● **TASK STATEMENT**
Rewrite every line of the entries, requests included, from the line containing "Return one point per instance of the player's open" through the end of the entries, and increase each coordinate in the answer points by 110. Leave out the pictures.

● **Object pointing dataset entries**
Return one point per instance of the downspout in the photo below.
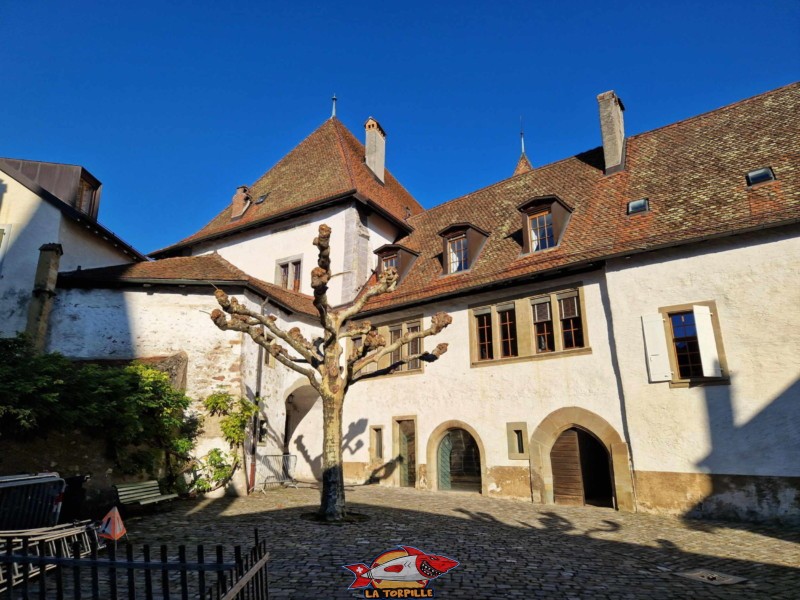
(256, 417)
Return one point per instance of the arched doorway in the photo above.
(581, 470)
(458, 462)
(572, 417)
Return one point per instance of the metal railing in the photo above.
(276, 469)
(150, 574)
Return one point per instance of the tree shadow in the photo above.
(555, 560)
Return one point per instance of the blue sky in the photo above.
(173, 104)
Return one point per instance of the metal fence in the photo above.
(150, 573)
(276, 469)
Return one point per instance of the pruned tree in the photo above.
(321, 360)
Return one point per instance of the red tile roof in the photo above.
(328, 164)
(194, 270)
(692, 171)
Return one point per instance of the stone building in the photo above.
(625, 321)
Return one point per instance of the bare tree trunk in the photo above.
(332, 505)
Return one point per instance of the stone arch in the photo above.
(545, 436)
(435, 438)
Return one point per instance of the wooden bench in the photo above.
(141, 493)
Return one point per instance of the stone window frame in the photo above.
(682, 382)
(526, 340)
(288, 262)
(513, 440)
(385, 330)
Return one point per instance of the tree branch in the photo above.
(293, 337)
(387, 281)
(438, 322)
(235, 323)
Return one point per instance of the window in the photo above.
(458, 259)
(483, 325)
(547, 324)
(760, 176)
(376, 443)
(571, 327)
(544, 221)
(517, 434)
(392, 333)
(637, 206)
(5, 241)
(508, 331)
(389, 262)
(462, 244)
(683, 344)
(289, 273)
(541, 231)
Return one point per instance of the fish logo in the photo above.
(406, 567)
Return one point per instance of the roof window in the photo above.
(760, 176)
(637, 206)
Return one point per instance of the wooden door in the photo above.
(443, 462)
(566, 462)
(408, 453)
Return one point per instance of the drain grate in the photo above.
(712, 577)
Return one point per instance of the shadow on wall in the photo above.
(349, 444)
(768, 445)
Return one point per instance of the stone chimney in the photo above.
(44, 293)
(241, 200)
(376, 147)
(613, 130)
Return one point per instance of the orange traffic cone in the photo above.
(112, 527)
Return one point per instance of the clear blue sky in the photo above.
(173, 104)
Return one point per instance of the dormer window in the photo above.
(544, 222)
(397, 256)
(541, 231)
(760, 176)
(457, 255)
(462, 243)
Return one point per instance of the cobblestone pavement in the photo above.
(507, 549)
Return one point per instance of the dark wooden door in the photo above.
(408, 453)
(565, 459)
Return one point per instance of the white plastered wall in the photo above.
(752, 426)
(486, 397)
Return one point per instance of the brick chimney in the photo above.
(376, 147)
(613, 130)
(241, 200)
(44, 292)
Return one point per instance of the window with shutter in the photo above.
(684, 345)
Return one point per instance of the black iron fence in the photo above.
(38, 571)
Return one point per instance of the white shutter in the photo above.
(541, 312)
(706, 341)
(656, 348)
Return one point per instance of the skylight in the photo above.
(760, 176)
(637, 206)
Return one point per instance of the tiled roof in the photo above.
(211, 268)
(328, 164)
(693, 173)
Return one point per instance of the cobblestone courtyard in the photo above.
(507, 549)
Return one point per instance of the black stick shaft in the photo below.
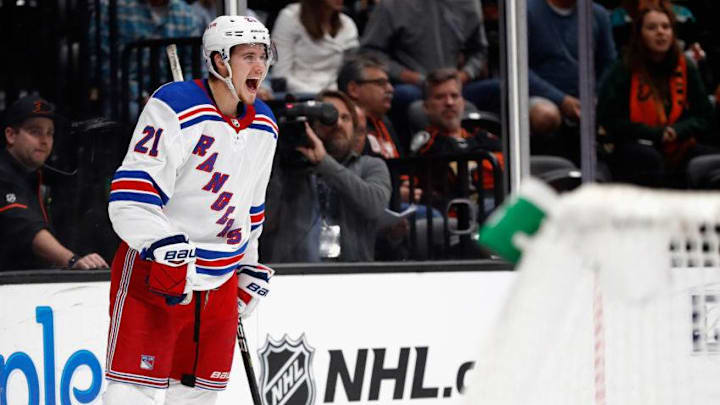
(247, 361)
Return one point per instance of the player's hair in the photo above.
(345, 99)
(353, 70)
(438, 77)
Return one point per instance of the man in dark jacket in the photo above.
(329, 209)
(26, 238)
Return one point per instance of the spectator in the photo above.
(311, 37)
(26, 235)
(141, 19)
(653, 105)
(341, 195)
(444, 106)
(622, 17)
(419, 36)
(553, 60)
(360, 131)
(365, 80)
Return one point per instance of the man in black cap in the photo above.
(26, 239)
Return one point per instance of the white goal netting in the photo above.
(617, 301)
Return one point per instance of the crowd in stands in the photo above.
(405, 76)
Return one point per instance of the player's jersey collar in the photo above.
(237, 123)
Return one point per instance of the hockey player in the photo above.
(188, 203)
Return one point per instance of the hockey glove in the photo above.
(173, 263)
(253, 284)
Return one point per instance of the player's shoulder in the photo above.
(182, 96)
(264, 119)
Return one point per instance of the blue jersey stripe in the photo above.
(266, 128)
(199, 120)
(213, 254)
(259, 208)
(139, 174)
(215, 272)
(137, 197)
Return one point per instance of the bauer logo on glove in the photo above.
(173, 262)
(253, 284)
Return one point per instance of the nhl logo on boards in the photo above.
(706, 323)
(286, 373)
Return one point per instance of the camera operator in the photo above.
(327, 209)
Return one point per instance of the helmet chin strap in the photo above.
(228, 80)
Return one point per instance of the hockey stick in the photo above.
(242, 342)
(174, 62)
(247, 361)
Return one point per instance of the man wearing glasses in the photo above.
(364, 78)
(26, 236)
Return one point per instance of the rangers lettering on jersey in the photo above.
(191, 170)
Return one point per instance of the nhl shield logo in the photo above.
(286, 372)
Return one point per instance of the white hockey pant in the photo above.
(118, 393)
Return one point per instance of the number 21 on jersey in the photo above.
(150, 133)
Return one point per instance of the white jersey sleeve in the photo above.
(257, 215)
(145, 181)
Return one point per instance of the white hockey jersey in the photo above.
(191, 170)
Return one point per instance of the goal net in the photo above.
(616, 301)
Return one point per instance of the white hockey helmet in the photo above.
(226, 31)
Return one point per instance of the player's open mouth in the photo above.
(252, 84)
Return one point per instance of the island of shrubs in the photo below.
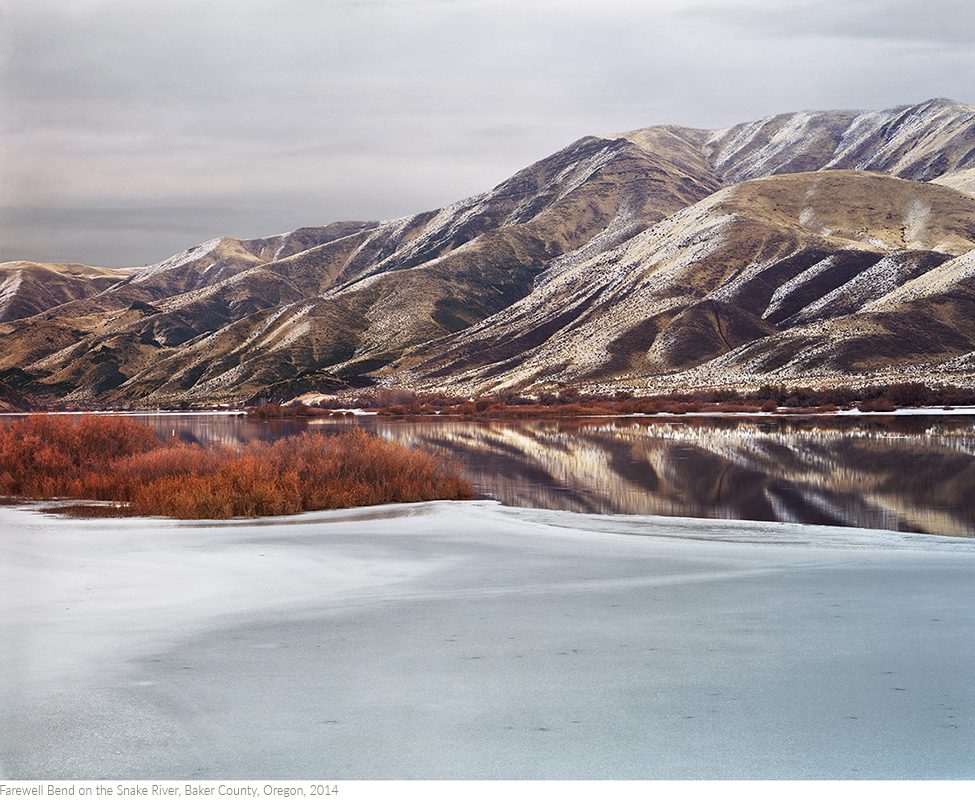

● **EXERCISE ANSWER**
Return one point per instance of the player's open mouth in the photo above.
(362, 194)
Return one point per instance of the island of shrubs in the photo below.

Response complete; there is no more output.